Records excerpted from a collection
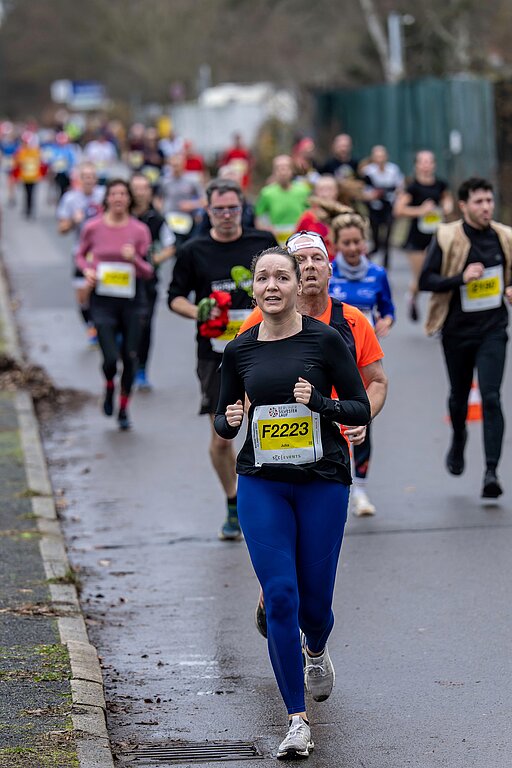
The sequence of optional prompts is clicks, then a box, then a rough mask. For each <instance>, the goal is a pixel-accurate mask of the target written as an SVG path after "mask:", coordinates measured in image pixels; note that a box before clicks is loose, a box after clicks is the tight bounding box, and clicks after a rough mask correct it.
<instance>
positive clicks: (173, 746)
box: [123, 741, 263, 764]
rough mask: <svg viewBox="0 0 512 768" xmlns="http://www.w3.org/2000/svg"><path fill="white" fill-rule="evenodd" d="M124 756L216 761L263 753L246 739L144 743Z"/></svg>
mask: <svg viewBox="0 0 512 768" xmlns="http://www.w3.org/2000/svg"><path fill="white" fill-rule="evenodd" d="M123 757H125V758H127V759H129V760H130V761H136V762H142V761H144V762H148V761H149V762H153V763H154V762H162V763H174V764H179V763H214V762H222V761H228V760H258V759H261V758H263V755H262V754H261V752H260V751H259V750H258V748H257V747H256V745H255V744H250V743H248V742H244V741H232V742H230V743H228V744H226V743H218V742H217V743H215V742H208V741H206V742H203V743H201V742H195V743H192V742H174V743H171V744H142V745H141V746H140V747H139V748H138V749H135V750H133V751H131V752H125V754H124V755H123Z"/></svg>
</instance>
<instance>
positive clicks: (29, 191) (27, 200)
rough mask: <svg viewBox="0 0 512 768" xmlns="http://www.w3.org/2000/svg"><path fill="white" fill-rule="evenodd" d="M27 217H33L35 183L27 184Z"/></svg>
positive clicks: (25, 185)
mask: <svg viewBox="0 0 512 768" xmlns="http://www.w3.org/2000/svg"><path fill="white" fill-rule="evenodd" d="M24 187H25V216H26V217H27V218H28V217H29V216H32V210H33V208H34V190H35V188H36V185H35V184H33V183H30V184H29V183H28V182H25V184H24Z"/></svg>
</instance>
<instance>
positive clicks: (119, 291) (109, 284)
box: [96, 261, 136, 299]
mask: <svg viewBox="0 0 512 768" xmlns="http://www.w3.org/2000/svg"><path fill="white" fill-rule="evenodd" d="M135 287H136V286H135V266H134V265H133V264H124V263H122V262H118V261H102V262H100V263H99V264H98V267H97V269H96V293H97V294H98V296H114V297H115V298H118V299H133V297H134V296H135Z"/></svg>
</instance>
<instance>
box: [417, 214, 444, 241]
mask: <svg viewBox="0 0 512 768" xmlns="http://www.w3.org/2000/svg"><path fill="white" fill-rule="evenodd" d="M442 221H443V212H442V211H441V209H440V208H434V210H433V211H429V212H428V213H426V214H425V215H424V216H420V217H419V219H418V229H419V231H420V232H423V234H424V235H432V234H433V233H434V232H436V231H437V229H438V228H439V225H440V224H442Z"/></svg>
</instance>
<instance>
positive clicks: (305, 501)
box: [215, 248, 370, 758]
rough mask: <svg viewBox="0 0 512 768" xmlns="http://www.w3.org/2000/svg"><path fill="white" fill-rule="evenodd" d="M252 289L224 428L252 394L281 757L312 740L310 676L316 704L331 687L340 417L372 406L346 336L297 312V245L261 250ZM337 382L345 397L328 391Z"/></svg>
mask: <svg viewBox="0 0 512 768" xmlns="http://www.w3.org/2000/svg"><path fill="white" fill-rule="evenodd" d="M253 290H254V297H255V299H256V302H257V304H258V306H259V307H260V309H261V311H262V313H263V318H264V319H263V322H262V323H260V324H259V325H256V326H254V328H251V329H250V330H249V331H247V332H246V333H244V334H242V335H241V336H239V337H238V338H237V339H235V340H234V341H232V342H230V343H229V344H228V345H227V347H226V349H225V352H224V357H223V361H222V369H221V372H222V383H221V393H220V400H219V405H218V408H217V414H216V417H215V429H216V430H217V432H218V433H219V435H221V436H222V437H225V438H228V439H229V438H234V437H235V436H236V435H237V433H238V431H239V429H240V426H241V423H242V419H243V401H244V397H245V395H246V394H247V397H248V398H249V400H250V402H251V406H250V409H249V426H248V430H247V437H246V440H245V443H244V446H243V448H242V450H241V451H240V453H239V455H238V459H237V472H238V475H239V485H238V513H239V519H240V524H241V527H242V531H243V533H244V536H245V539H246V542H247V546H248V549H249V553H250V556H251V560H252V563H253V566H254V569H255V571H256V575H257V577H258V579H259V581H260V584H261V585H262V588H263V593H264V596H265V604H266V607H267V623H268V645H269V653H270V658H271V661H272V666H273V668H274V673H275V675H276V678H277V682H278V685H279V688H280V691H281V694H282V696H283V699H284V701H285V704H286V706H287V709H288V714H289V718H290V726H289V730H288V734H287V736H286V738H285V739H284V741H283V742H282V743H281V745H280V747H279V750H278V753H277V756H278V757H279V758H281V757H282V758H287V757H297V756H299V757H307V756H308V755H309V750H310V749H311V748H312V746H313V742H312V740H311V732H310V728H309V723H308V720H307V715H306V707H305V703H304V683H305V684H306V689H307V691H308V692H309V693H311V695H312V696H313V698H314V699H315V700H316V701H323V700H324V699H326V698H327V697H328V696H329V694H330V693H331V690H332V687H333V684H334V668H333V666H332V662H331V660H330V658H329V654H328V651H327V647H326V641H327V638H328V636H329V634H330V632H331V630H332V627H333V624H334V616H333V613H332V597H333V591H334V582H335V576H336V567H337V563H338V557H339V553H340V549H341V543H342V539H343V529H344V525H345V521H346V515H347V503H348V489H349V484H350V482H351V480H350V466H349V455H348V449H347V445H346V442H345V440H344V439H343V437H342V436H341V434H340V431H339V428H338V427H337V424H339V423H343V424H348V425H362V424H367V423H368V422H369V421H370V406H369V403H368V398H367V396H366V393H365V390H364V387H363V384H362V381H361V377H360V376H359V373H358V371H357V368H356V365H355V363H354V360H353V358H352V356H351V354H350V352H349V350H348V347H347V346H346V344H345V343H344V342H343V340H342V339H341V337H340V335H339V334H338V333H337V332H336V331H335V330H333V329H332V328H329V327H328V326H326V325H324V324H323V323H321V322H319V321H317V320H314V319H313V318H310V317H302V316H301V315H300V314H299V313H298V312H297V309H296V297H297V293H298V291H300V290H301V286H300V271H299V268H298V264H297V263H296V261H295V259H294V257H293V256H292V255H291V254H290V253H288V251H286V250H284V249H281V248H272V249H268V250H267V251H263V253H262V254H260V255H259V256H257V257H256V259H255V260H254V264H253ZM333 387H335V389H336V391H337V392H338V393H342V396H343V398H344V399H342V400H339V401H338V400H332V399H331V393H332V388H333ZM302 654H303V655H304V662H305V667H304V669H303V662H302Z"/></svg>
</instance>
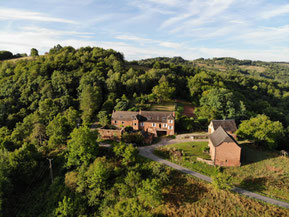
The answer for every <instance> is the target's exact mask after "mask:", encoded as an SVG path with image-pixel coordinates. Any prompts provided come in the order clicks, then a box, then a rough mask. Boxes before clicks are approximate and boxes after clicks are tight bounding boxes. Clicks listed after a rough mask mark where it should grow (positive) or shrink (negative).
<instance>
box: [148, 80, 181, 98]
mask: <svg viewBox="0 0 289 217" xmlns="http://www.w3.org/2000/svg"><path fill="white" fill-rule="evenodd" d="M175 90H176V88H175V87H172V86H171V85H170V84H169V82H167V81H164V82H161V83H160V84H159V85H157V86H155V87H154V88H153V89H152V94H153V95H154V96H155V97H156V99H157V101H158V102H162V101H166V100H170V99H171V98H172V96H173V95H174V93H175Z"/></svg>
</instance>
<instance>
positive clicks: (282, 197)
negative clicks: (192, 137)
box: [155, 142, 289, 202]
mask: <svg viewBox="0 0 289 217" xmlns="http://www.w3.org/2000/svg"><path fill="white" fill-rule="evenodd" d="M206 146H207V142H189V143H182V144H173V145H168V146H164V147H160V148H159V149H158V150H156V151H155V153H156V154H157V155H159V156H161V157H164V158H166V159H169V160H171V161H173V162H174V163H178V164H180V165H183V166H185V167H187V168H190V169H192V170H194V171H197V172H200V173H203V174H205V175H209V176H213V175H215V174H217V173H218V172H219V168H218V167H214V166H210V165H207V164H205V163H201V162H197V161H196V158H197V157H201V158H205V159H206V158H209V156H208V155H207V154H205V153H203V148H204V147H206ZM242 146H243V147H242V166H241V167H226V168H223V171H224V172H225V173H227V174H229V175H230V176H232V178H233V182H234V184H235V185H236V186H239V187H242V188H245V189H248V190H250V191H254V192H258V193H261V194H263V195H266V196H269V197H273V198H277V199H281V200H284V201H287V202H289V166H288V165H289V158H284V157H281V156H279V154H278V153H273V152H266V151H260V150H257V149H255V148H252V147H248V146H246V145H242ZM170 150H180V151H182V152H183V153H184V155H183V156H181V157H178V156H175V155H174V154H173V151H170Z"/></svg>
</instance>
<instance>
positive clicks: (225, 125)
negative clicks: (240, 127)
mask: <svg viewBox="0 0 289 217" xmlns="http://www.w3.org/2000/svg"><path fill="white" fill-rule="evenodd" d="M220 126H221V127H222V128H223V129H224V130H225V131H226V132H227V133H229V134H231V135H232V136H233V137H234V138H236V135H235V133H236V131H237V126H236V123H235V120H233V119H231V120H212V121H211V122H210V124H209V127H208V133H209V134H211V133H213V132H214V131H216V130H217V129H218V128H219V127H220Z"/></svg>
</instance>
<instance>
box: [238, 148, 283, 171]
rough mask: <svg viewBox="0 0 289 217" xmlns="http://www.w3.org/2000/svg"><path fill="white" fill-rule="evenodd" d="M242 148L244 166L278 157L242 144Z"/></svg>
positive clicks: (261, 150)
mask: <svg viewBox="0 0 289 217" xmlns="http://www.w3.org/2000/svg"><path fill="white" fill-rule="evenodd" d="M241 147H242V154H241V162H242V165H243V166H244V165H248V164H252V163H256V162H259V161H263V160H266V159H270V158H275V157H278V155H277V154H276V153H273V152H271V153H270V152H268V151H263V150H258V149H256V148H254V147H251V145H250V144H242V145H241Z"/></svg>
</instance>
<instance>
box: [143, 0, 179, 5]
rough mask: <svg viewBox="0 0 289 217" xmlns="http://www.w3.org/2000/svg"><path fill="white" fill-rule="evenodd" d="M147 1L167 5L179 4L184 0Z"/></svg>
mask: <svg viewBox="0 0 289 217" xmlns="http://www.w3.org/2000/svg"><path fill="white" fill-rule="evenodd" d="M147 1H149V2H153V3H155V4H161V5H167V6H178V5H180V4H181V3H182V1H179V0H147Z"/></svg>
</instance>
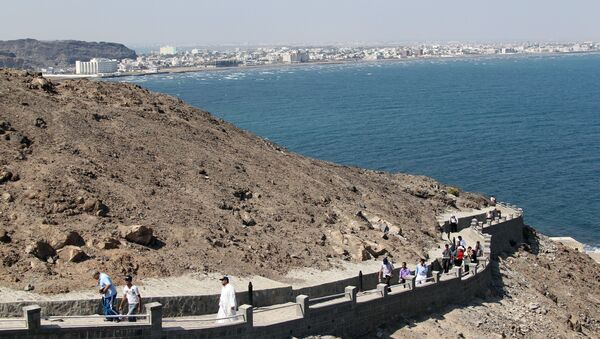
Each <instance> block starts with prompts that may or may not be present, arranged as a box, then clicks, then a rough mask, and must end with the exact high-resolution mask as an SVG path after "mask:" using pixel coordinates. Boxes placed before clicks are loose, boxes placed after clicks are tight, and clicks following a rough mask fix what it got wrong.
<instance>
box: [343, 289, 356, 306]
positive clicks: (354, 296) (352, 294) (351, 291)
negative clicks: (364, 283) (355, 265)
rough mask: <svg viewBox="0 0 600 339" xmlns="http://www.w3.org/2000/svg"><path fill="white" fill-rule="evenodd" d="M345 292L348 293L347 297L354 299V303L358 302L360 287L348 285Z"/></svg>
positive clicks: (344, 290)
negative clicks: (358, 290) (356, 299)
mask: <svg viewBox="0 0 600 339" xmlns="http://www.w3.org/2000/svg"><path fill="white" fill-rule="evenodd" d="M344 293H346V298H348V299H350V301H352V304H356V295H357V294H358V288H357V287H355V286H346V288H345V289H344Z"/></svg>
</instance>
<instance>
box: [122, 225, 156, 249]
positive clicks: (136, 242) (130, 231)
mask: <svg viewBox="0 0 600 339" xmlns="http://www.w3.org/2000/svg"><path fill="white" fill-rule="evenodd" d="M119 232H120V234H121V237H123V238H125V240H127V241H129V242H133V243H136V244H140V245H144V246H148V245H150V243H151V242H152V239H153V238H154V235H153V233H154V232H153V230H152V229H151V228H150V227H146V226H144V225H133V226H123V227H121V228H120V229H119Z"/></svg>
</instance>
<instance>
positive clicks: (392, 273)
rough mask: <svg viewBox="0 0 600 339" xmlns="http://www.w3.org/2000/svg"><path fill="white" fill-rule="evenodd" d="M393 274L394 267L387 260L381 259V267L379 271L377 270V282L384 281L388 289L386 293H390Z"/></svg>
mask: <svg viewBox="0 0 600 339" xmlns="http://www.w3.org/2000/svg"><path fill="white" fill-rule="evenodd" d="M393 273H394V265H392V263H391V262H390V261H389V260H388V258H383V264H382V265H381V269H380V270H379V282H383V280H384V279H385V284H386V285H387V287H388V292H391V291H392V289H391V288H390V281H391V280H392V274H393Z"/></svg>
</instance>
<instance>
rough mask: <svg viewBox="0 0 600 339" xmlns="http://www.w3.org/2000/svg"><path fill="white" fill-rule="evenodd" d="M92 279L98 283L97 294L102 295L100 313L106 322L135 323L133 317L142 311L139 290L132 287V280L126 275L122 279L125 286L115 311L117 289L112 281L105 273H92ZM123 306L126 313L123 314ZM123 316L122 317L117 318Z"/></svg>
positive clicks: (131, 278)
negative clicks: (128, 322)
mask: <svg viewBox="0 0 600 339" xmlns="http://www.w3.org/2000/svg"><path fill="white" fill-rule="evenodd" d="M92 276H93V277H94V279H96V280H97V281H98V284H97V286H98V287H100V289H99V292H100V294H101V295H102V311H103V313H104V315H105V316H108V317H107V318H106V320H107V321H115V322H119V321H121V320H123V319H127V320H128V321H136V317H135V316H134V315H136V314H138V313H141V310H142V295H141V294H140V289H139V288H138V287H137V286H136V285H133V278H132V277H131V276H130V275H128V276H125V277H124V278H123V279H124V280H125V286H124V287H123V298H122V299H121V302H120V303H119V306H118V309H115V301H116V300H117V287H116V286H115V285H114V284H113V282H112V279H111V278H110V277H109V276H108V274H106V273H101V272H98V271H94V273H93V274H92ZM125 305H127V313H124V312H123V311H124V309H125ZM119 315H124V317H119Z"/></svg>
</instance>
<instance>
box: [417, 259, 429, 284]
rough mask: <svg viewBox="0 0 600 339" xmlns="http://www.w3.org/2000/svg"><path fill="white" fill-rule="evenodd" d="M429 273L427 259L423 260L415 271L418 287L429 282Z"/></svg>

## WHAT IS EXPECTED
Collect the lines of the data that carry the word "with".

## SOLUTION TO THE EXERCISE
The answer for every <instance> is the target's exact mask after "mask:", encoded as an SVG path with image-pixel coordinates. Any prompts provided come in the order clicks, then a box, then a rough mask. Boxes before clicks are approximate and boxes after clicks are tight bounding boxes. Clicks listed after a rough mask mark where it should grow (positive) or shrink (negative).
Each <instance> block starts with prompts that may or may not be present, arranged as a box, then clicks, then a rough mask, and must end with the exact high-resolution mask as an SVG path after "mask:" using pixel coordinates. Boxes placed before clicks are loose, boxes placed after clicks are tight, and clicks following a rough mask fix what it got wrong.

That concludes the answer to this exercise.